Your copy should match the entries exactly, with the pictures left out.

----

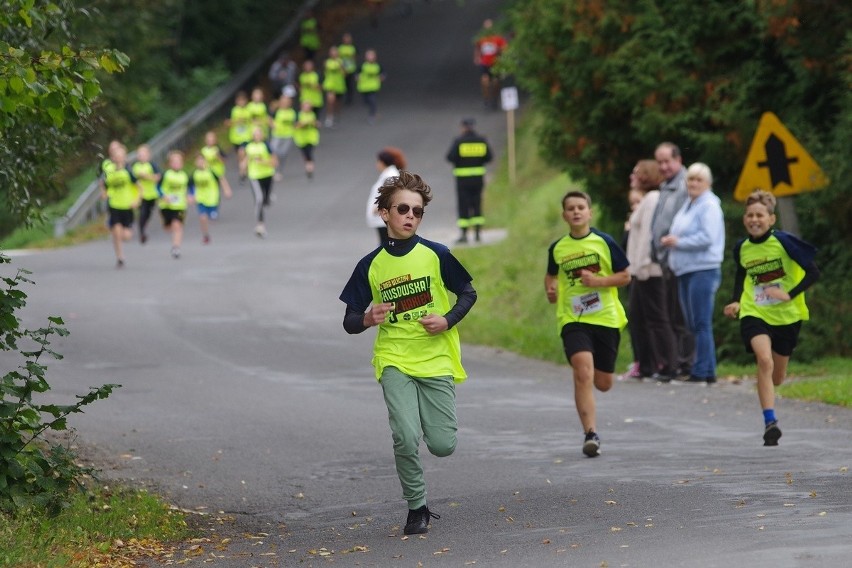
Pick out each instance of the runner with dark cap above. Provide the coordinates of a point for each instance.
(469, 153)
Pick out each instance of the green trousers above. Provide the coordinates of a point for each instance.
(418, 406)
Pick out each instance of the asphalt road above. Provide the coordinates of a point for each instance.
(243, 397)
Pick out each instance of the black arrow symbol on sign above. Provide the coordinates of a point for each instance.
(777, 161)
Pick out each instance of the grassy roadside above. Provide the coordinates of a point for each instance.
(109, 527)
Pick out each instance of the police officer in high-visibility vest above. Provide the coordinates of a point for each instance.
(469, 153)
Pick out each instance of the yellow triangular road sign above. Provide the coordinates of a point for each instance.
(778, 163)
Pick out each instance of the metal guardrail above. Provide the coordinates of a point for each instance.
(186, 129)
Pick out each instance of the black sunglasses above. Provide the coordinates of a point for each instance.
(403, 208)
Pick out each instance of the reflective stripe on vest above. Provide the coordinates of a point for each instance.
(469, 172)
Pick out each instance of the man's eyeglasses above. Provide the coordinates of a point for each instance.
(403, 209)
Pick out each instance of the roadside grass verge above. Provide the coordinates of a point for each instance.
(109, 527)
(40, 234)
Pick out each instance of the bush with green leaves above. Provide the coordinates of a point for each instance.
(33, 472)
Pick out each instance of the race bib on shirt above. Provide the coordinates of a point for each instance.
(761, 298)
(586, 304)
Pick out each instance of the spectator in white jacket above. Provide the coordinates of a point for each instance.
(650, 328)
(696, 244)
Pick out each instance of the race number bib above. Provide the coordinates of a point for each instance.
(586, 304)
(761, 298)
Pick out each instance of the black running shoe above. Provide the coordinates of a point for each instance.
(771, 434)
(418, 520)
(592, 444)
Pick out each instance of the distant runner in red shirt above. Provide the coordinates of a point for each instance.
(489, 45)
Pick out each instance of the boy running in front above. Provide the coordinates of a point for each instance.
(774, 269)
(584, 270)
(403, 288)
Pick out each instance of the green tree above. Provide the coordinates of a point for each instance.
(616, 77)
(48, 85)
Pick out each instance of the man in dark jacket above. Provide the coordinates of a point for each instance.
(469, 153)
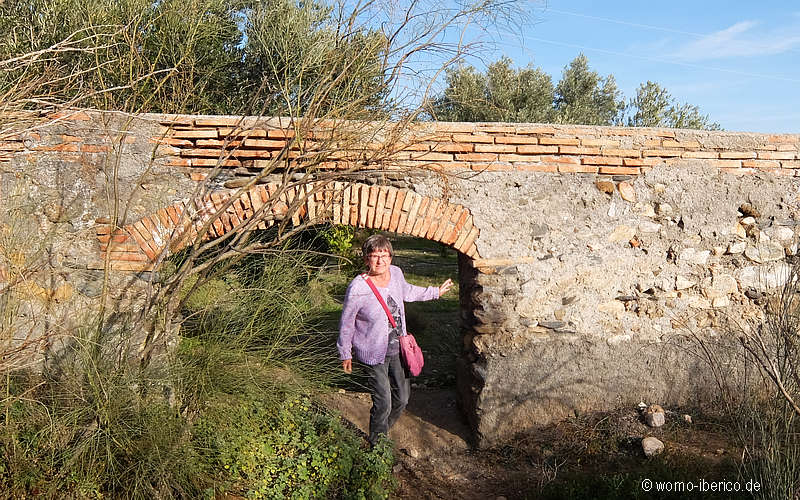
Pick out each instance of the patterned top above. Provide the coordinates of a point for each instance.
(364, 327)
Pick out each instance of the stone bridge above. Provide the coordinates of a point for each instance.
(588, 256)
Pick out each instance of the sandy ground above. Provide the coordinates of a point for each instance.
(434, 460)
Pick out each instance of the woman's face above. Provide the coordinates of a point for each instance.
(378, 261)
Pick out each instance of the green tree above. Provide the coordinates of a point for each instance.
(503, 94)
(584, 97)
(190, 56)
(144, 55)
(293, 49)
(653, 106)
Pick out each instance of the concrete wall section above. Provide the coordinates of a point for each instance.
(588, 253)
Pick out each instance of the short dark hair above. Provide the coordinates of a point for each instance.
(376, 242)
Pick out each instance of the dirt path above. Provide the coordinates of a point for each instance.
(435, 461)
(434, 457)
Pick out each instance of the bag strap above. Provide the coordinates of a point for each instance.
(380, 299)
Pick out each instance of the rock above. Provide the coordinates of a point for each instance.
(612, 307)
(654, 416)
(618, 339)
(682, 283)
(652, 446)
(780, 233)
(649, 227)
(663, 208)
(606, 187)
(644, 209)
(736, 247)
(622, 233)
(749, 210)
(565, 301)
(765, 252)
(694, 256)
(626, 191)
(720, 301)
(698, 302)
(763, 277)
(721, 286)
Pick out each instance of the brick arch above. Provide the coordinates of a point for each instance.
(136, 246)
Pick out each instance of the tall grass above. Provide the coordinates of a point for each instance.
(229, 410)
(758, 386)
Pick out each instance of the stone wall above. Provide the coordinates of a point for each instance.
(593, 251)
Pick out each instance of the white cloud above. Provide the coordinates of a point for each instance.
(742, 39)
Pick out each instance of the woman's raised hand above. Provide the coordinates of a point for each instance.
(444, 287)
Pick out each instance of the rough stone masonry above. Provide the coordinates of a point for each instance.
(587, 254)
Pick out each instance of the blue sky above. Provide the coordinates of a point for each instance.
(738, 61)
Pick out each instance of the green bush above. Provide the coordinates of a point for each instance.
(293, 450)
(229, 410)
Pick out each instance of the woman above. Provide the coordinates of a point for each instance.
(365, 330)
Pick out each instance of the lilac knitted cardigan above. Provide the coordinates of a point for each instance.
(364, 326)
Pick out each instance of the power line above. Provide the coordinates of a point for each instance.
(644, 26)
(667, 61)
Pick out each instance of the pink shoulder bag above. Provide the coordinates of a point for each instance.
(409, 350)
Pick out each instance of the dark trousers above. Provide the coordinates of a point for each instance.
(390, 390)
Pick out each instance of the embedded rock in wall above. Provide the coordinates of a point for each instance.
(587, 253)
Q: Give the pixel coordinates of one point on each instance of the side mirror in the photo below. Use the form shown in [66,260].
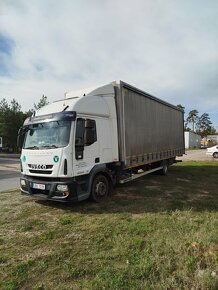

----

[Written solution]:
Pick out each instance of the runner with dark cap above. Provide the coordinates of a point for each instance.
(469, 153)
Pick out each instance of the green trousers above. Provide the coordinates of a point for each instance.
(418, 406)
Pick out each instance of the asphalt road above. Provide the coordinates of a point for each instance.
(243, 397)
Pick out each instance of the black arrow symbol on sign above. Provide the coordinates of a point for each instance.
(777, 161)
Pick out each instance of the grassy roadside above. Provide the coordinates of a point for each instance.
(109, 527)
Pick out each instance of the police officer in high-visibility vest above. Provide the coordinates of a point for each instance.
(469, 153)
Pick out each instance of the yellow triangular road sign above. Provide the coordinates of a point for each instance.
(778, 163)
Pick out each instance of the metal guardrail above. Provide the coordinates of a point for each instance.
(186, 129)
Pick out each instance of the black sunglasses above. Provide the coordinates of a point for each instance.
(403, 208)
Pick out each instance of the reflective stripe on vest above. Provide the coordinates of a point for each instance.
(469, 172)
Pick out each instance of the man's eyeglasses above. Provide the coordinates of a point for each instance.
(403, 209)
Pick out each instance of the roadside grass verge above. Provide the coordinates of a point for each instance.
(109, 527)
(40, 234)
Pick out each instance of the bush with green leaves above. Provide the coordinates of a point for each instance.
(33, 472)
Pick out each instance of the race bib on shirt above. Provide the coordinates of a point for each instance.
(761, 298)
(586, 304)
Pick out each instance of the spectator in white jacket above. Provide the coordinates of a point for each instance.
(650, 328)
(696, 244)
Pick out each instance of the race number bib above. Provide the coordinates of a point for each instance.
(586, 304)
(761, 298)
Pick out each instance of the black running shoe above. Provide the coordinates of a point for each instance.
(771, 434)
(418, 520)
(592, 444)
Pick out each instance of the distant runner in red shirt above. Provide the coordinates of a point for each instance.
(489, 45)
Pick out each instance of the boy running in front above. Provide the coordinates of a point for each instance.
(774, 269)
(584, 270)
(403, 288)
Pick out each instance of the green tree above. Provide the coordinates of a point for each instance.
(616, 77)
(48, 85)
Pick out each instance of the man in dark jacket above. Provide the coordinates of a point for each instance.
(469, 153)
Pick out each instance of the patterned top above. Provide the coordinates of a point for each instance.
(364, 327)
Pick out each instance of the stone bridge above. Provide the coordinates of a point for each instance.
(588, 256)
Pick out each instance of the sandy ground above. Provide the coordinates of a point for each instance.
(434, 460)
Pick out each instance of the woman's face above. Provide the coordinates of a point for each instance.
(378, 261)
Pick out each instance of the green tree above. Provide the coordinates of a point for each instance.
(503, 94)
(584, 97)
(190, 56)
(144, 55)
(293, 49)
(653, 106)
Pick out each instance of the concrete wall section above. Provide the coordinates of a point for each instance.
(588, 253)
Pick out each instance of the short dark hair above. Provide the coordinates of a point for each instance.
(376, 242)
Pick out each instance of the dirt path above. Provide the coordinates of a point for each instance.
(435, 461)
(434, 457)
Pick out each instance of the bag strap above. Provide the coordinates of a point for each instance.
(380, 299)
Pick out each instance of the rock above. Provide the coordinates of a point for each instance.
(612, 307)
(654, 416)
(618, 339)
(682, 283)
(652, 446)
(780, 233)
(649, 227)
(663, 208)
(606, 187)
(644, 209)
(736, 247)
(622, 233)
(749, 210)
(565, 301)
(765, 252)
(694, 256)
(626, 191)
(720, 301)
(698, 302)
(763, 277)
(721, 286)
Pick out each instance of the brick arch above. Provide the coordinates of a point for each instance.
(136, 246)
Pick out each instance of the tall grass above. Provide the coordinates of a point for each instance.
(229, 410)
(758, 386)
Pick out each instance of the stone wall above. Provide the coordinates of a point for each instance.
(593, 251)
Pick out each instance of the white cloud above. Provide the coordinates of a point for each instance.
(742, 39)
Pick out each instance of the woman's raised hand above. Provide the coordinates of a point for each instance.
(444, 287)
Pick out each instance of the rough stone masonry above. Provide the coordinates of a point for each instance.
(587, 254)
Pick out each instance of the blue sky above. Provide the coordinates of a point for each instance.
(738, 61)
Pick out each instance of the green bush above. Provide the coordinates of a point for each instance.
(293, 450)
(229, 410)
Pick out each instance of the woman above. Provide the coordinates of a point for each instance.
(365, 330)
Pick out each instance of the lilac knitted cardigan above. Provide the coordinates of a point for each instance.
(364, 326)
Pick out each instance of the power line above. Provide the coordinates of a point for each instance.
(644, 26)
(667, 61)
Pick out each instance of the pink shoulder bag above. Provide the coordinates of a point for each instance.
(409, 350)
Pick out each instance of the dark trousers above. Provide the coordinates of a point for each instance.
(390, 390)
Pick out each instance of the embedded rock in wall above. Provide the coordinates of a point for each instance.
(587, 253)
Q: Give the pixel coordinates of one point on each instance of the side mirror in the photo below. Use the form shown in [66,260].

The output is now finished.